Information provided Start Marker

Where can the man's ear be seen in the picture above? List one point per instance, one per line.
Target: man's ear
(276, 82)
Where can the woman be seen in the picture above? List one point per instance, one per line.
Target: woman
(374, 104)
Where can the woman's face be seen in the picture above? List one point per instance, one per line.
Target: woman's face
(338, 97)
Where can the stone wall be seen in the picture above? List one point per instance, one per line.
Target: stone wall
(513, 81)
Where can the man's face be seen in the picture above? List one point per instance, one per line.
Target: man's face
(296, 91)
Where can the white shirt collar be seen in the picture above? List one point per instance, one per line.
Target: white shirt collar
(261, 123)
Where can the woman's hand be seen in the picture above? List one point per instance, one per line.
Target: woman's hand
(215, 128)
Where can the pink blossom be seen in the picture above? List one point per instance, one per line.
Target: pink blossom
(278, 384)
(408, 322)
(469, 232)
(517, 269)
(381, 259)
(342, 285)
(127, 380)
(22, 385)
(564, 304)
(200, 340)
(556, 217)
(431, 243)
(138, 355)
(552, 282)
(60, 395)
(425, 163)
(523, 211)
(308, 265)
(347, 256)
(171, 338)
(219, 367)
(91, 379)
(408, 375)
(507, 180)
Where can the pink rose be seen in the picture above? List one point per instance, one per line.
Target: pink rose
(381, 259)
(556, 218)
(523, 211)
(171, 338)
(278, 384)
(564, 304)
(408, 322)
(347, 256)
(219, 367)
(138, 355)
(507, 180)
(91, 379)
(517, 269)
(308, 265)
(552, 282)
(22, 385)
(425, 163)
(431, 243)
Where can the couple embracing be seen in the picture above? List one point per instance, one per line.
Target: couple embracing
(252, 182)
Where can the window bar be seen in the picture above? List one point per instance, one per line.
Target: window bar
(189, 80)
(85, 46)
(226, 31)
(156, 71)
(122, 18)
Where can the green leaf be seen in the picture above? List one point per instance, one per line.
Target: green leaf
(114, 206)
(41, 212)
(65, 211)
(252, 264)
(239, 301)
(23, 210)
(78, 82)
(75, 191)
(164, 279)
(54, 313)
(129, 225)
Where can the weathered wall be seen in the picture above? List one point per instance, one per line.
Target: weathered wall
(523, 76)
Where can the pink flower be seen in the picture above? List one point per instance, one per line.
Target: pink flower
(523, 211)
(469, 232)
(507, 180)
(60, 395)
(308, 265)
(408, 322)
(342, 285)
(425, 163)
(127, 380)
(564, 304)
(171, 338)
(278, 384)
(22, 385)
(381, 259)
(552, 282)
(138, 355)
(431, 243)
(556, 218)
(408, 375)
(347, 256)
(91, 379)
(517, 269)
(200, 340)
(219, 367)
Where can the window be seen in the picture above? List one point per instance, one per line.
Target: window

Information provided End Marker

### Task details
Copy out the listing above, line by line and exactly, from its first line to the line holding "Where can the pink blossom", inclusive.

### Result of this task
Where can the man's ear be seen in the picture above? List one point per instance, one per line.
Target: man's ear
(276, 82)
Where can the woman be seen in the picture above? List one point per instance, one per line.
Target: woman
(374, 104)
Where can the woman's face be seen in the picture above? List one point per instance, one per line.
Target: woman's face
(338, 97)
Where can the stone wall be seen in the picture above? List one point per instance, one per line.
Target: stone wall
(513, 81)
Where can the man's face be seen in the picture above? List one point per instance, one per line.
Target: man's face
(296, 91)
Where can the white shirt collar be seen in the picture above? List one point per instance, one per line.
Target: white shirt collar
(261, 123)
Where can the woman's hand be seen in the picture above? List one point per instance, one per line.
Target: woman's hand
(215, 128)
Where can the pink blossom be seen in the picture above? List one point per instance, one per line.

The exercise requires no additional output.